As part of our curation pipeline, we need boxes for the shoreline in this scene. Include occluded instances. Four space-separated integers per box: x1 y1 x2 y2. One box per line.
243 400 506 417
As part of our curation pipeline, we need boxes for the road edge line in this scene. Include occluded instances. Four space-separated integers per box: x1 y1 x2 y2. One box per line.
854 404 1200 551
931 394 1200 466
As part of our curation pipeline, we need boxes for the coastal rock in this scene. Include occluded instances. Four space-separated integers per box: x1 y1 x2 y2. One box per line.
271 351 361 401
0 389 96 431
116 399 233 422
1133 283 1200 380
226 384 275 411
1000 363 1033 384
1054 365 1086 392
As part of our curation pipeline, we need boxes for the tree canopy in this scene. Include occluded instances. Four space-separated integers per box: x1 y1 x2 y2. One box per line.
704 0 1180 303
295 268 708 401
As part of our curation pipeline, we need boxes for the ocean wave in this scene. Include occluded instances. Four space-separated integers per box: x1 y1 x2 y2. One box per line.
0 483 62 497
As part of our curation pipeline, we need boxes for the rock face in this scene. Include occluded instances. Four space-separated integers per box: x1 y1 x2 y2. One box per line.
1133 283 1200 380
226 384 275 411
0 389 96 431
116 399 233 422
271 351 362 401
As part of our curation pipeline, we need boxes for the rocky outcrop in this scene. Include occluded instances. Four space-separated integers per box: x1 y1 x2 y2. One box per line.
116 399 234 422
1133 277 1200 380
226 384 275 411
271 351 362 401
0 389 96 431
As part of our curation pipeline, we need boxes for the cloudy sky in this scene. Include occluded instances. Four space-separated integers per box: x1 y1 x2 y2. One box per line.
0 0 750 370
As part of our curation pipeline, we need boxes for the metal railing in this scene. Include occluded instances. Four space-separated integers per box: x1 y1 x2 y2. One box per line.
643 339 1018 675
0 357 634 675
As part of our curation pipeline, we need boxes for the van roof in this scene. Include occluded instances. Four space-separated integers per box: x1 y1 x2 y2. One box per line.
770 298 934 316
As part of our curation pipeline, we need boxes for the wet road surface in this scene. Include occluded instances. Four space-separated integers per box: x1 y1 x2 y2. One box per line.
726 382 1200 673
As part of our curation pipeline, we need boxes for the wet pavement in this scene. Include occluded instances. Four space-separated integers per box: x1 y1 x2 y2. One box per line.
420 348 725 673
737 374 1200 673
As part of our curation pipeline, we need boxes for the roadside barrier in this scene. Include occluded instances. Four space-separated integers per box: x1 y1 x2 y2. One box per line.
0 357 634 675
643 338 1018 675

- [Task] Reproduce all of the records above verbatim, line for line.

- [Output for this exercise]
As part of our curation pipeline, we need boxes for the shoreline in this scene. Include occluded instances. Four space-separated integers per box: x1 y1 x2 y2. One box per line.
243 400 506 417
As part of our curation pipeline, we need boxes for the road edge line in this scene. Include occluded instances. Four space-separated integers per box: x1 y1 x2 y2. One box per line.
854 404 1200 551
931 394 1200 466
As part of our curation pipeline, we need boxes for the coastal rock in this scene. Include occluded instances. Four space-separated integers per box: x1 y1 x2 y2. One box per line.
271 351 361 401
0 389 96 431
116 399 233 422
1133 283 1200 380
226 384 275 411
1000 363 1033 384
1054 365 1086 392
As part of our curation pipeline, we need boxes for the tree canopy in this scene. Include occluded instances. Four space-separated integers per box: x1 y1 x2 y2. One box per line.
704 0 1180 303
295 268 708 401
As part of our curation pipeline, we need boxes for the ocean wave in this scene. Include occluded instances. Four space-separated integers per box: x1 y1 x2 y2. One box per line.
0 483 62 497
As part of our curation pipeline, we need boxes for the rock face in this scene. Include occluded instances. Four space-separated integers per box: x1 y1 x2 y2. One box per line.
1133 283 1200 380
226 384 275 411
0 389 96 431
116 399 233 422
271 351 362 401
As part of our curation pipeline, we need boxes for the rocky outcrop in this scene. Include occluded instances. Four space-separated integers per box: x1 y1 x2 y2. One box per line.
116 399 234 422
1133 277 1200 380
226 384 275 411
271 351 362 401
0 389 96 431
As part of our curation pipeline, we need boxes for the cloudy sky in this scene. Include occluded instances. Four space-separated integers per box: x1 y1 x2 y2. One box per line.
0 0 750 370
As part of our curation pipeline, we need boxes for the metal railing in this scene. Include occluded instances. Four space-separated integers per box: x1 y1 x2 y2. One box per line.
643 339 1018 675
0 357 634 675
As part of our curation pipeline, we need boxes for the van roof in this scene. Include occluded instances. Four space-separated integers per box: x1 y1 x2 y2. One box per line.
770 298 934 316
As part of our curation pipeline, we need boxes for the wet road surface in this scene. Include occluded instances. Four space-separated integers per box: x1 y1 x2 y2. One box per line.
726 382 1200 673
As part of our curation pipeline, we need boxes for the wet pavement in this scene. Include occluded instances. Four space-separated integers per box: x1 y1 x2 y2. One box per line.
420 348 725 673
737 374 1200 673
As part of our curation pipeline, we need boxes for the roadside barrier in this scene. Include occluded instances. Four space-separated integers per box: x1 y1 x2 y2. One box per line.
0 357 634 675
643 338 1018 675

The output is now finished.